Page text:
# Making Summer Sausage



## nichiowa (Dec 14, 2017)

Hello,
I am a little paranoid and I want to make sure that our summer sausage is good to eat.  I was processing summer sausage and the total prep time before getting it back into the fridge was at 2 hours or slightly over.  Between the time it took to grind the meat, add seasoning, cure, re-grind, and then finally stuff the casings was like I said earlier roughly two hours.  It may have went over slightly (15 min).  Do you think that I am ok? I am just wondering because this is largest batch and it took a while.  I used the 25 lb kit from LEM and made about 8 logs.


----------



## hydrostan (Dec 15, 2017)

You should be okay. They say to not put the sausage into the smoker until it is room temp. Now if was very warm in the kitchen, then I probably would have refrigerated it.


----------



## boykjo (Dec 15, 2017)

Your fine. You added cure.

Boykjo


----------



## muddydogs (Dec 15, 2017)

I find that most stuff taste better after setting overnight in the fridge all mixed up plus it takes the worry out of keeping things cold for a couple hours. Anymore I tend to grind and mix the day before I'm going to stuff so the product can set in the fridge and the flavors get a chance to blend.

What is asked:
1. Rewrite the part of the summer sausage thread that begins at "## hydrostan (Dec" and ends after "have refrigerated it.", swapping "smoker" for "oven".
2. Answer these questions using the summer sausage thread.
(a) What size of kit did the first poster use, and from which company?
(b) About how many logs did that batch make?
(c) What does muddydogs do the day before stuffing?
The records have no connection to the summer sausage thread.

Data shown:

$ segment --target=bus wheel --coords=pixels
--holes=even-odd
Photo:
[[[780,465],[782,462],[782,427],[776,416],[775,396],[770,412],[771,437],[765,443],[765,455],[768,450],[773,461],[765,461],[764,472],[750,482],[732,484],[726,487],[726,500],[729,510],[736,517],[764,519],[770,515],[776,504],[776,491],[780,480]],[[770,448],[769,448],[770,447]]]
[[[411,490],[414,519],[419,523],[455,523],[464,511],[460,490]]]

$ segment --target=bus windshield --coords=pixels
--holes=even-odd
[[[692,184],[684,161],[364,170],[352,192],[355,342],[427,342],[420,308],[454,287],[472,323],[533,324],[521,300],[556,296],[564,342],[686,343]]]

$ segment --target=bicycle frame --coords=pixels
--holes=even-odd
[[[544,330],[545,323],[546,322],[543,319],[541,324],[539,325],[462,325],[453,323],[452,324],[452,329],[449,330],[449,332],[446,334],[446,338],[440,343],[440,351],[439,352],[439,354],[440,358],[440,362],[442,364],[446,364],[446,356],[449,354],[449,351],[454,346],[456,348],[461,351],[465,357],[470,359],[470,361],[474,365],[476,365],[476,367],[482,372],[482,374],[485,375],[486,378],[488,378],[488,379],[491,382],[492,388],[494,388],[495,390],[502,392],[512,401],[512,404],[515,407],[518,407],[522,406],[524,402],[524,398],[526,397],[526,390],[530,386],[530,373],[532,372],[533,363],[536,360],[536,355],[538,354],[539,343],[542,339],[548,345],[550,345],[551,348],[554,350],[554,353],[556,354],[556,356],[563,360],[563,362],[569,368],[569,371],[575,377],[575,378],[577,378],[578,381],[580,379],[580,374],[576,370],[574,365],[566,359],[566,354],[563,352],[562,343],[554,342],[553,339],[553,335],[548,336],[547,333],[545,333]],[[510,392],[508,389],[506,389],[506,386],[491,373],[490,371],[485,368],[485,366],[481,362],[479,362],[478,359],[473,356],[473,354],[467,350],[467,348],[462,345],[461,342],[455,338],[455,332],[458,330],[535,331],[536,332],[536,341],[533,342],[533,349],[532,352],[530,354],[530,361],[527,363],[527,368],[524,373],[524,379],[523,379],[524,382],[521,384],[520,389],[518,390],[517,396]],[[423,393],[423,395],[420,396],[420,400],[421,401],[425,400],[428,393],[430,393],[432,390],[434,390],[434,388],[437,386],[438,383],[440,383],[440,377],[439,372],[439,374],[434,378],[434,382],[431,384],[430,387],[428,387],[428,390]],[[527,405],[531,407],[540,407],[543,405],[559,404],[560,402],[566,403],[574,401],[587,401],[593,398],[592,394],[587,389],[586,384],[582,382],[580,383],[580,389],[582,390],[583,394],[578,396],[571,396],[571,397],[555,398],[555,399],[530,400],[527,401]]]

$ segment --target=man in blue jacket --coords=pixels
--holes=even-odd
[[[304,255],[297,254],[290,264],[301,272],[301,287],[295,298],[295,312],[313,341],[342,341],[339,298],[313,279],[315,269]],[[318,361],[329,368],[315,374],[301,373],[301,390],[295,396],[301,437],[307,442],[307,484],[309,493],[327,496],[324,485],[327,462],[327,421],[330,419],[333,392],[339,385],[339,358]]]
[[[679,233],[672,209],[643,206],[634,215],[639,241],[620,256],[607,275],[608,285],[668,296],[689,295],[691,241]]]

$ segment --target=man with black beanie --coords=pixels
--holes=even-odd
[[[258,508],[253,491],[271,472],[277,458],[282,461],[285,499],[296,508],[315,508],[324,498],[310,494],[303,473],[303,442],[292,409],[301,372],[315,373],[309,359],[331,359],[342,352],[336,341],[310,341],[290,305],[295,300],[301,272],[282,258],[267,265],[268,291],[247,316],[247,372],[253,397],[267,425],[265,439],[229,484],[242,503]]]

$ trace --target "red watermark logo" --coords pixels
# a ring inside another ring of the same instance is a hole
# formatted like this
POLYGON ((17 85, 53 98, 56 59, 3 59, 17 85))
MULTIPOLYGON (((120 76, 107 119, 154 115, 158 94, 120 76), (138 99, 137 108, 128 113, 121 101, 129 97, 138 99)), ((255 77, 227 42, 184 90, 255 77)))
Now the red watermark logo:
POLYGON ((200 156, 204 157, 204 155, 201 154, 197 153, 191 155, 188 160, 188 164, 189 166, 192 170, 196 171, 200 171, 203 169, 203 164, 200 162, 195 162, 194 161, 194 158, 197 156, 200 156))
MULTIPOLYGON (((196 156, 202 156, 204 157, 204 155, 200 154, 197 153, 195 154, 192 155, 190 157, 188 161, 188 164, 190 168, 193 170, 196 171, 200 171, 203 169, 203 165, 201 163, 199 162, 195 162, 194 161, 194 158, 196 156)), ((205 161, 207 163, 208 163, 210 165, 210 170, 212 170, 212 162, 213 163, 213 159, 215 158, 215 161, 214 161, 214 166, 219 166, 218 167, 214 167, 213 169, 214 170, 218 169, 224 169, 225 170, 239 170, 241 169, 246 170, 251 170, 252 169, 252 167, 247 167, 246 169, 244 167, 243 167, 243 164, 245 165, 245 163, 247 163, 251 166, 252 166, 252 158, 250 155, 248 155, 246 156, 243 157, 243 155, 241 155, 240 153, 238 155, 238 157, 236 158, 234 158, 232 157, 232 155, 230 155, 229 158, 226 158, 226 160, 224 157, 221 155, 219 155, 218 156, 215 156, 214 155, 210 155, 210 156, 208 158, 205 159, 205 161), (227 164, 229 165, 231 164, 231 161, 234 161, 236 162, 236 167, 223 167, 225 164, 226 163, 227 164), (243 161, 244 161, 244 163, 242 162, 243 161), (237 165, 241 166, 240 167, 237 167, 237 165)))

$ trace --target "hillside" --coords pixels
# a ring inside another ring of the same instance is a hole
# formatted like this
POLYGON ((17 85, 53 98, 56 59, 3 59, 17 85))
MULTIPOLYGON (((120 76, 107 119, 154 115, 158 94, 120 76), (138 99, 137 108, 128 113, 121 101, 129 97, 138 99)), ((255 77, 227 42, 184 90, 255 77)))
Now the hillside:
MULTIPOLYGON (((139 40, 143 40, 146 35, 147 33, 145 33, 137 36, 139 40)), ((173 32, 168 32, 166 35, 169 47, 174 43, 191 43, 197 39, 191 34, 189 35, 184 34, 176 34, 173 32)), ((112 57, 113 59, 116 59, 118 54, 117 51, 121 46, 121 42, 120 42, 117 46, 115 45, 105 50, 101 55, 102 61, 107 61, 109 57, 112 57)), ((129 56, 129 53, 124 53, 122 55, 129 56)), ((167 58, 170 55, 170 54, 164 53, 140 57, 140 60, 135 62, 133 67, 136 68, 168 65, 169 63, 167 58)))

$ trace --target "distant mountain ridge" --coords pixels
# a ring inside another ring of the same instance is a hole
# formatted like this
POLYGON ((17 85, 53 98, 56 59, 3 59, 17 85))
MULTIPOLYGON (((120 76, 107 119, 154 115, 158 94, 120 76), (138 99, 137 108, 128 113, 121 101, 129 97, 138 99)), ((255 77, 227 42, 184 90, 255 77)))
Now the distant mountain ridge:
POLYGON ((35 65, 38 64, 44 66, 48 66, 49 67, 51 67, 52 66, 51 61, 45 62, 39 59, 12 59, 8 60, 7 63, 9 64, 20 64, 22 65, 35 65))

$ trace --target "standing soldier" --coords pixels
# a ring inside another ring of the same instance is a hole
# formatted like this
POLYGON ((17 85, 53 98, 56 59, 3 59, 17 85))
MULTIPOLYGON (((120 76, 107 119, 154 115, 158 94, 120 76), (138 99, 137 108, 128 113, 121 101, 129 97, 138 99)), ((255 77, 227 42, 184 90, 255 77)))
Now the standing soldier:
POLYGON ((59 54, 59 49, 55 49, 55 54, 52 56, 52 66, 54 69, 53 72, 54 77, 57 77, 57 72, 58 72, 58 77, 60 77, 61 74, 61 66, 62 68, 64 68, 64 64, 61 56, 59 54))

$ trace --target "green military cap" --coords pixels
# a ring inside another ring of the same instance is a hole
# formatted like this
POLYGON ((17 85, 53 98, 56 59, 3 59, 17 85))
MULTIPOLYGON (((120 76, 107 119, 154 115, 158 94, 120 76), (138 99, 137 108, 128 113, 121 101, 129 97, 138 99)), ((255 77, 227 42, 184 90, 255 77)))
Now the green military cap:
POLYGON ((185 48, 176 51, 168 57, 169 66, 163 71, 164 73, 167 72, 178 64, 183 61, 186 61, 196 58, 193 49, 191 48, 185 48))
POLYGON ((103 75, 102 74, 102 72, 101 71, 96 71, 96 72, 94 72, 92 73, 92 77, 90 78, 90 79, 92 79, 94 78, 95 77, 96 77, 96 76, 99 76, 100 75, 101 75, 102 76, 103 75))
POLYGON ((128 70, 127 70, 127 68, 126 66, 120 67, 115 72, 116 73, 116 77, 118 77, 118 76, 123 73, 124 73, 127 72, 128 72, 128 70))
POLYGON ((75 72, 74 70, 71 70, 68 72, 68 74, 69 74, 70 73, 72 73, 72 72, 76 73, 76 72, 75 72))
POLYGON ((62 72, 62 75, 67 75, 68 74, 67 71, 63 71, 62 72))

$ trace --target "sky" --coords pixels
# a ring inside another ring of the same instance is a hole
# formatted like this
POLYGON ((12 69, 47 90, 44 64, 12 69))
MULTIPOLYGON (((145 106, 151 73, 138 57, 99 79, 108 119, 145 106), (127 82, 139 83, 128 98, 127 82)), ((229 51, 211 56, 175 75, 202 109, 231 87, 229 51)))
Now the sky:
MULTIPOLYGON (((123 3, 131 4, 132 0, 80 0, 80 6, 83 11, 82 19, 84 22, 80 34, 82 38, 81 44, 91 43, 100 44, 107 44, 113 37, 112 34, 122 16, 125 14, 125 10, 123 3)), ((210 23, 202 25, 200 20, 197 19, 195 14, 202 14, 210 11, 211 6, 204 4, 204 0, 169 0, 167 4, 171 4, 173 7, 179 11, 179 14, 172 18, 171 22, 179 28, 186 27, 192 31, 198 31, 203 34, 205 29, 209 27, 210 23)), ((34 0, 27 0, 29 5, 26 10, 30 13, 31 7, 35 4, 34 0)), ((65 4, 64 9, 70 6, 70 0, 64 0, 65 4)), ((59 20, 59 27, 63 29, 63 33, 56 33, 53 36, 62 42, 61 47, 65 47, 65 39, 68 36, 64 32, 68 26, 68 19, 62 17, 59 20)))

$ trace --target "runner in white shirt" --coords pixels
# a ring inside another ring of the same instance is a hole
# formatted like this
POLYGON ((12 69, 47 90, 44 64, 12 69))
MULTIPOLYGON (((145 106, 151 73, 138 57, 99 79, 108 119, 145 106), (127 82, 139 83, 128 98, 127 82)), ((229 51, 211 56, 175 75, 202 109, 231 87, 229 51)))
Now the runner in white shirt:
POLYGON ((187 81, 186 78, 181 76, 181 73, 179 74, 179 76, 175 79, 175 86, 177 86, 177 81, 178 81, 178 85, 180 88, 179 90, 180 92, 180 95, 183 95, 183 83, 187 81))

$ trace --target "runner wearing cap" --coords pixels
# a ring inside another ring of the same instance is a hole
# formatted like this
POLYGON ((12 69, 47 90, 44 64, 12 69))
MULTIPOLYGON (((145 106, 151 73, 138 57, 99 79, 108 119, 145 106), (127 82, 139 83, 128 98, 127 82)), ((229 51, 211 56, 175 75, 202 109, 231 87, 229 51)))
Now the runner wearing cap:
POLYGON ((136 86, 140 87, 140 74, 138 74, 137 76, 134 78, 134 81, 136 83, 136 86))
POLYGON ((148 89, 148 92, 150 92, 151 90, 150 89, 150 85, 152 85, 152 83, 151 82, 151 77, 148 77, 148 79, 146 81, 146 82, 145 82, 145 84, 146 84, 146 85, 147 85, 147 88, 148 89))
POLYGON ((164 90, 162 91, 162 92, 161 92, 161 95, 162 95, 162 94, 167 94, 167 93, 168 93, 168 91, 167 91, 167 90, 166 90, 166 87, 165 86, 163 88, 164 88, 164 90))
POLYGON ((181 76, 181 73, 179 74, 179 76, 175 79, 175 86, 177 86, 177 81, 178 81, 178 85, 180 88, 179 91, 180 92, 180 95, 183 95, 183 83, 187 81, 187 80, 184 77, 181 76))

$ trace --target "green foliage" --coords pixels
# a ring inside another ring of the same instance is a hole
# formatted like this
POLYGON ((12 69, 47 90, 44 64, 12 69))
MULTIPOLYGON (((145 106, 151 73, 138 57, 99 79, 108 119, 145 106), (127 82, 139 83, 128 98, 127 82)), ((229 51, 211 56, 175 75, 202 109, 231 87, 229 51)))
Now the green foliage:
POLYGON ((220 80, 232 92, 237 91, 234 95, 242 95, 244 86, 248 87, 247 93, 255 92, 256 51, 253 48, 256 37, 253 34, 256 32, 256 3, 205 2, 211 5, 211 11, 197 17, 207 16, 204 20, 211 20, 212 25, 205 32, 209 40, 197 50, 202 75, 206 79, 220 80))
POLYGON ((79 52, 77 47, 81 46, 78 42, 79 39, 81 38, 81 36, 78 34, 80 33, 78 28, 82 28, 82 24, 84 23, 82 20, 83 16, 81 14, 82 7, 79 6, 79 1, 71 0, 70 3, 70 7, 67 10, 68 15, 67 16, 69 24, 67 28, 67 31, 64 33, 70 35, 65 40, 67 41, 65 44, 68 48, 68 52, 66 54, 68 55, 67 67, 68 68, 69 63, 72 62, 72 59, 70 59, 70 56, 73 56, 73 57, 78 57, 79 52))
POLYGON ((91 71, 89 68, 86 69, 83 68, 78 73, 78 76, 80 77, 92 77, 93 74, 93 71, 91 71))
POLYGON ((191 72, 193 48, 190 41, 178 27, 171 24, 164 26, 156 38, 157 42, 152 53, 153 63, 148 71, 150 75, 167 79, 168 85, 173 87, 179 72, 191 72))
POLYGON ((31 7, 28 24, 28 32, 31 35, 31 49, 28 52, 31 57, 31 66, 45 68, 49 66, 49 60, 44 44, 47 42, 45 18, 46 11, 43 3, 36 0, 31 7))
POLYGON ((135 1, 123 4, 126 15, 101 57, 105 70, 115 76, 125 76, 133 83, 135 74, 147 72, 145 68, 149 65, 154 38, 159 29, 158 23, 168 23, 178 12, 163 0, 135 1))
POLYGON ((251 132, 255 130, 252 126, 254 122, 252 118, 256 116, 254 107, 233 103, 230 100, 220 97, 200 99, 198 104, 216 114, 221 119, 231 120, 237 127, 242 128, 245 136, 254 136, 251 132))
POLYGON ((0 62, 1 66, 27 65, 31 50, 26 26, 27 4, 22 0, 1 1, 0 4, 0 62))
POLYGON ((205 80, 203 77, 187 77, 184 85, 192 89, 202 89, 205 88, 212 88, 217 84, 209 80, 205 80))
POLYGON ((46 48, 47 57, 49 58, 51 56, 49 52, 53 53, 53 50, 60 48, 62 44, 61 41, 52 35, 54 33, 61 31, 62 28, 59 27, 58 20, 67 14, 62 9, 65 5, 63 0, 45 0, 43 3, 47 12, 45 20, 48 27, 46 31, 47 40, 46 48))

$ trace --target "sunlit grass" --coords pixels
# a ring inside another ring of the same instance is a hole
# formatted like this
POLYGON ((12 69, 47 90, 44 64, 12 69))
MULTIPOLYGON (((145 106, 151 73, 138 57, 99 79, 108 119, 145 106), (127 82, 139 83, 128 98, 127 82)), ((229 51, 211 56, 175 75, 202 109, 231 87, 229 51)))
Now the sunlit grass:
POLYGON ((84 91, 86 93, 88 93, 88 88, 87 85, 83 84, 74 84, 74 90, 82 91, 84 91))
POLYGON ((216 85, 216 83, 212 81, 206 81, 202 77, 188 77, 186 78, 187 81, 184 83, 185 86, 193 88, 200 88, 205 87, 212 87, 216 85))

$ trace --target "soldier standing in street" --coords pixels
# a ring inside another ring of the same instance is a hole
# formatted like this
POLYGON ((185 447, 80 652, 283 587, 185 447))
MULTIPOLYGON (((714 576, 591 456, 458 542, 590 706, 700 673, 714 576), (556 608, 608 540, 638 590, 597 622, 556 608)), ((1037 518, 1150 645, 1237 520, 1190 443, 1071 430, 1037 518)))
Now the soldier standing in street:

Responses in order:
1.
## hydrostan (Dec 15, 2017)

You should be okay. They say to not put the sausage into the oven until it is room temp. Now if was very warm in the kitchen, then I probably would have refrigerated it.

2.
(a) A 25 lb kit from LEM.
(b) About 8 logs.
(c) Grinds and mixes the meat so it can sit in the fridge overnight.